**Exercise directions**
The answer must consist solely of the lines from the one with "Pin the striped" through the last line of the data, copied exactly, with no pictures.

━━━━━ Input

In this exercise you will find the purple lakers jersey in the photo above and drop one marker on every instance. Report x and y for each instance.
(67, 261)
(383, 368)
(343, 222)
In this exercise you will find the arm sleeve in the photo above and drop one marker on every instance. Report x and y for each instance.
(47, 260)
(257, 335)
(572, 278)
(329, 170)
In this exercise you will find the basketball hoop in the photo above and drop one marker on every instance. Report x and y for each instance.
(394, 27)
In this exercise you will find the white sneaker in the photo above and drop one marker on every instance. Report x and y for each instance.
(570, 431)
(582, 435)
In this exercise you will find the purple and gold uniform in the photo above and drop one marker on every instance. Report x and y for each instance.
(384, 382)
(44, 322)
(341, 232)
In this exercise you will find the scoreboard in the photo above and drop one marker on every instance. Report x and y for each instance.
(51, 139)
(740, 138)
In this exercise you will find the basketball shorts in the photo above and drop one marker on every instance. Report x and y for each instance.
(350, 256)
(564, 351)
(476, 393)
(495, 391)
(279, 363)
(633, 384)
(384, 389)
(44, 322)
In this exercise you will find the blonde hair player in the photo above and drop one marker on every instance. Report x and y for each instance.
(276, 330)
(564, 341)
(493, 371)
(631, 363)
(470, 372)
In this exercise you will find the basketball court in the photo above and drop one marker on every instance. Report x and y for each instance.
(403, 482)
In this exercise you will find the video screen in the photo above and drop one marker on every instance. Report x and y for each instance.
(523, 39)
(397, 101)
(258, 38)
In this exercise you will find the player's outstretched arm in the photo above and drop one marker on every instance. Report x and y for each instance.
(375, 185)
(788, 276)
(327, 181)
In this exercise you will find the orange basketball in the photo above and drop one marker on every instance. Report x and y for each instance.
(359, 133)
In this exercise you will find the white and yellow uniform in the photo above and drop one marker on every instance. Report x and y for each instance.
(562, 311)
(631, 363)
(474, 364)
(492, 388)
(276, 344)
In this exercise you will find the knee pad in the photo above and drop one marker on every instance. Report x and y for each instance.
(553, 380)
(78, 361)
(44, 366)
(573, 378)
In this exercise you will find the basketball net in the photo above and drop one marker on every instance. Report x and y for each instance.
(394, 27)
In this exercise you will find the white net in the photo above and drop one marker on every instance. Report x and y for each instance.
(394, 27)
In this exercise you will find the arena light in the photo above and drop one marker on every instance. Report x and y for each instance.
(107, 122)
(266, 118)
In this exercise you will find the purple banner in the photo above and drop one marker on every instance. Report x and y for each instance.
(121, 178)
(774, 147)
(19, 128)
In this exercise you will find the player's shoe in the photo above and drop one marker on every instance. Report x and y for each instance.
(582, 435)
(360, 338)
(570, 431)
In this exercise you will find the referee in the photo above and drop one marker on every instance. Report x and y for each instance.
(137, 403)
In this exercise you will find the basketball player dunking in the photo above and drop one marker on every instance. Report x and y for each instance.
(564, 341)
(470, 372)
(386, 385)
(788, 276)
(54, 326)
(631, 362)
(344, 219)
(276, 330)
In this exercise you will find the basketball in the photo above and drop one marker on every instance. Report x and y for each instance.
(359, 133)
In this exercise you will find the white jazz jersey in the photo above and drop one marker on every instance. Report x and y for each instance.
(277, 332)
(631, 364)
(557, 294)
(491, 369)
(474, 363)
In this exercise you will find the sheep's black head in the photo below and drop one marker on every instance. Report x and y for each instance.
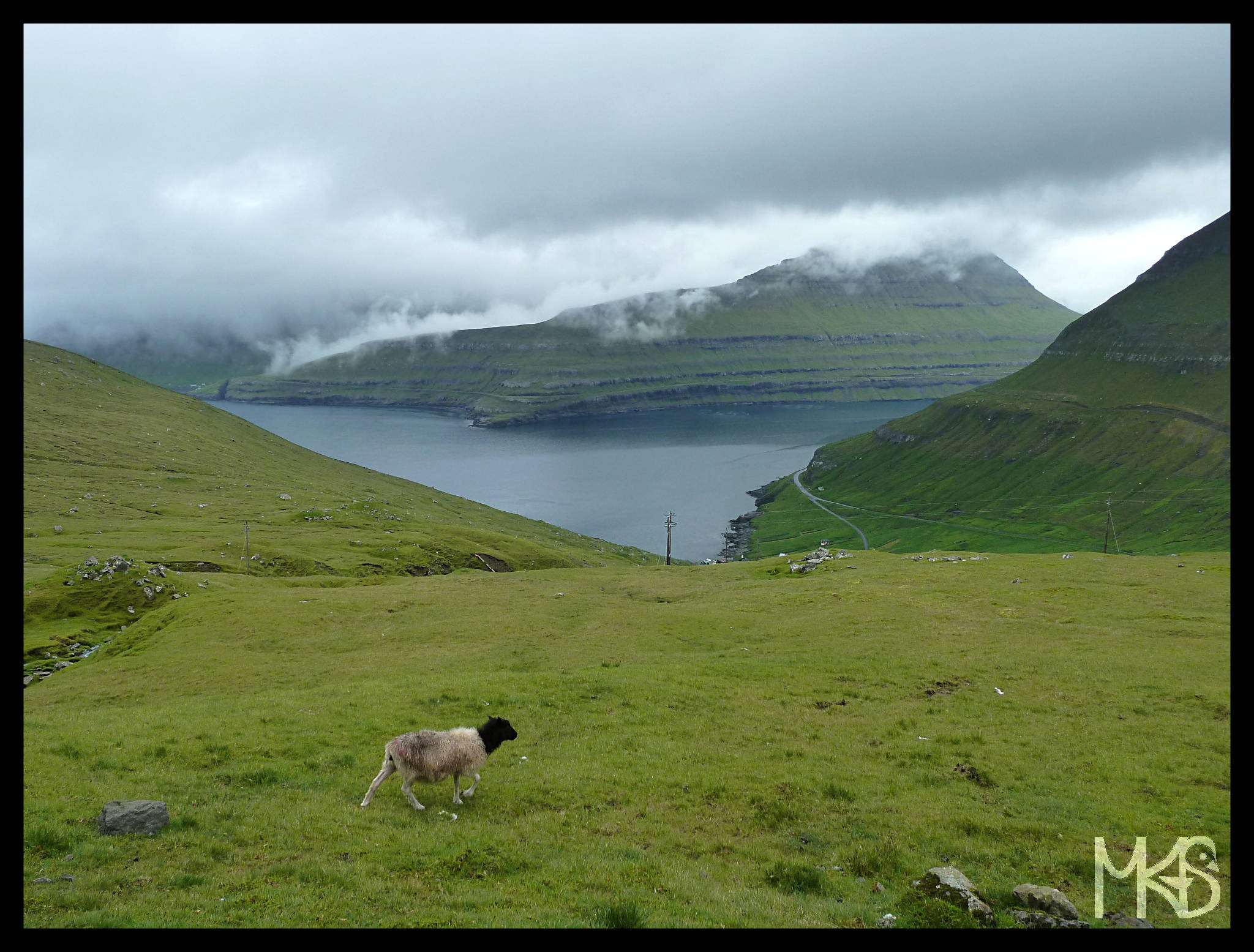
(495, 733)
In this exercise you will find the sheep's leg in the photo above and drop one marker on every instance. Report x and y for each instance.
(388, 770)
(409, 794)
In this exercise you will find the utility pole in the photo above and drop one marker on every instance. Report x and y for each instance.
(1108, 527)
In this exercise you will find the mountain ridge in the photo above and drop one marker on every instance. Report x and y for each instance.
(1132, 403)
(802, 330)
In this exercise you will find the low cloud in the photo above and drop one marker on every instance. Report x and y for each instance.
(312, 187)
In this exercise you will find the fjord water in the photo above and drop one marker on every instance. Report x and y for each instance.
(611, 477)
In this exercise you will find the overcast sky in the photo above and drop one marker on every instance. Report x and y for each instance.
(342, 182)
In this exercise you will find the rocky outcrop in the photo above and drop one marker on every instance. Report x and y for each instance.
(948, 885)
(1046, 899)
(146, 817)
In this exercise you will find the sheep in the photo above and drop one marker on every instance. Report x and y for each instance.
(432, 755)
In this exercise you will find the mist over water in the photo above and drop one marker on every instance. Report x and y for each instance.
(610, 477)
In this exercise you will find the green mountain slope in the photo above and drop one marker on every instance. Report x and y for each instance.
(1132, 402)
(803, 330)
(115, 466)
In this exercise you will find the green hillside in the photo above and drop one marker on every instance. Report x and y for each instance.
(1130, 403)
(803, 330)
(116, 466)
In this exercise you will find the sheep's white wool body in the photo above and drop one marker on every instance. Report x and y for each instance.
(430, 757)
(434, 755)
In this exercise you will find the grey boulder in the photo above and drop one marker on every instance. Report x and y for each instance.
(132, 817)
(1041, 921)
(1046, 899)
(950, 885)
(1120, 920)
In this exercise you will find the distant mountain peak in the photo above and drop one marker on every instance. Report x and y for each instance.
(1214, 239)
(820, 266)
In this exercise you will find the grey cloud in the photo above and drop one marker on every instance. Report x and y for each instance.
(317, 184)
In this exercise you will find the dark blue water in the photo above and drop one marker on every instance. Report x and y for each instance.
(611, 477)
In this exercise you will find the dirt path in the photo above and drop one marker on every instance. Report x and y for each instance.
(797, 479)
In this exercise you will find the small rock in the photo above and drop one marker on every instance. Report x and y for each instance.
(1041, 921)
(950, 885)
(1117, 920)
(132, 817)
(1046, 899)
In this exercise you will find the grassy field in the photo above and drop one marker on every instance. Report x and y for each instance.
(702, 744)
(697, 745)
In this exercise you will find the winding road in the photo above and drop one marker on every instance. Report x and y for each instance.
(873, 513)
(797, 479)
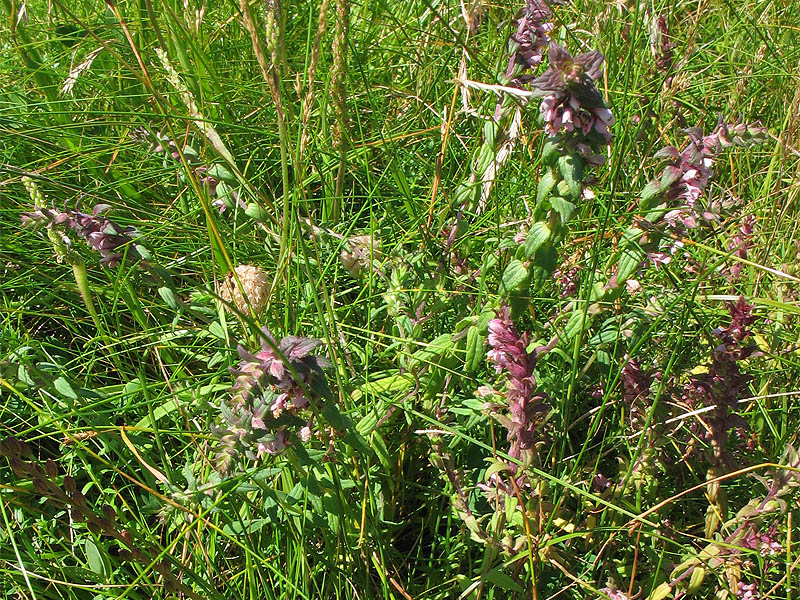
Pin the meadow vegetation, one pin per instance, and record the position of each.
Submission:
(415, 300)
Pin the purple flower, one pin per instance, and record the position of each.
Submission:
(747, 591)
(740, 245)
(273, 388)
(683, 180)
(573, 103)
(724, 384)
(531, 37)
(508, 352)
(766, 543)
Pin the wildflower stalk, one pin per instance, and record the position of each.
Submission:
(670, 206)
(502, 128)
(65, 254)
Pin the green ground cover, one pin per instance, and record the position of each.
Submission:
(425, 299)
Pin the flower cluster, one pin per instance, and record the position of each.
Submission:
(531, 38)
(724, 384)
(67, 495)
(508, 353)
(573, 103)
(273, 389)
(113, 242)
(246, 287)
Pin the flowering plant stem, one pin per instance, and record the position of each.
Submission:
(82, 281)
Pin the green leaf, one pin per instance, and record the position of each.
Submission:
(255, 212)
(537, 235)
(245, 526)
(490, 132)
(546, 258)
(437, 347)
(571, 168)
(168, 296)
(546, 184)
(64, 388)
(661, 592)
(514, 276)
(651, 190)
(95, 558)
(564, 208)
(550, 152)
(574, 325)
(222, 173)
(696, 580)
(629, 263)
(486, 156)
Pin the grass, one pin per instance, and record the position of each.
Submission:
(623, 491)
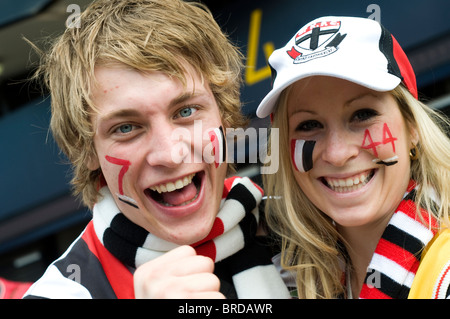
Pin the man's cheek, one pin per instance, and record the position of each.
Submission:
(124, 165)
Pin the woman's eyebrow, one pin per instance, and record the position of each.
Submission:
(361, 97)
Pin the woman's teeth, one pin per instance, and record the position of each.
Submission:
(171, 186)
(344, 185)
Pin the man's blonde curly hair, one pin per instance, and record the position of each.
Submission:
(146, 35)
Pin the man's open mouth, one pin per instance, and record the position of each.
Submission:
(345, 185)
(180, 192)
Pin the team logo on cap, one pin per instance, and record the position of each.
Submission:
(316, 40)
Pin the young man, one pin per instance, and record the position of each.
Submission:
(142, 94)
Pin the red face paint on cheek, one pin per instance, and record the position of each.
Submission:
(383, 150)
(218, 141)
(125, 166)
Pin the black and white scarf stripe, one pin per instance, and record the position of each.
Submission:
(238, 253)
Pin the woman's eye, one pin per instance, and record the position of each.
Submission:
(308, 125)
(364, 115)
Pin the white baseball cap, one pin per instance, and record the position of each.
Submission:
(359, 50)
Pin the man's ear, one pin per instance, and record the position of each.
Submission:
(92, 162)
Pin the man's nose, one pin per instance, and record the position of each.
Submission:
(168, 146)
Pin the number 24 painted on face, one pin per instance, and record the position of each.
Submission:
(387, 138)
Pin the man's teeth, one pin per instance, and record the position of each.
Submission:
(353, 183)
(171, 186)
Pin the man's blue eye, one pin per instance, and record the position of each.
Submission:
(126, 128)
(186, 112)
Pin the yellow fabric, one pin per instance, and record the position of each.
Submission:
(434, 265)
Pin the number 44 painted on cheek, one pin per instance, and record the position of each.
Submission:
(388, 158)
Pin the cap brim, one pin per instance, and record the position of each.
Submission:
(375, 80)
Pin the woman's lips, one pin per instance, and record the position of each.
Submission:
(348, 184)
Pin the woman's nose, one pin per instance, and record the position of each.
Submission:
(339, 147)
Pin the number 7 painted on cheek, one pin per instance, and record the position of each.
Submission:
(125, 166)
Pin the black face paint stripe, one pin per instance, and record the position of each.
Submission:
(302, 152)
(224, 145)
(308, 148)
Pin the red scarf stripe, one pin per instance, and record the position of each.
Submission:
(401, 256)
(409, 261)
(118, 275)
(372, 293)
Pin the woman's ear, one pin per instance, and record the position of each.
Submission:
(414, 135)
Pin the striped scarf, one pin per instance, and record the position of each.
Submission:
(397, 255)
(231, 243)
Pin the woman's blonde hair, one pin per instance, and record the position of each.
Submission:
(311, 246)
(146, 35)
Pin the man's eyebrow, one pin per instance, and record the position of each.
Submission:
(120, 113)
(185, 96)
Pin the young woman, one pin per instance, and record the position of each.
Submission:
(371, 162)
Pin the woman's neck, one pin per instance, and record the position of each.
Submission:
(361, 242)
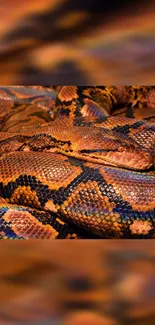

━━━━━━━━━━

**Output**
Pin the striped scarf, one pin per instance, and record the position of each.
Submission:
(397, 255)
(231, 243)
Pin the woman's blonde hair, one pin per instance, and record the position of each.
Submission:
(311, 246)
(146, 35)
Pin the man's eyebrow, one pin per instance, and record the position of each.
Submission:
(120, 113)
(185, 96)
Pin the young woman, one pin per instance, and record the position of each.
Submission:
(371, 162)
Pin the woman's neck, one pin per instance, and record the position of each.
Submission:
(361, 242)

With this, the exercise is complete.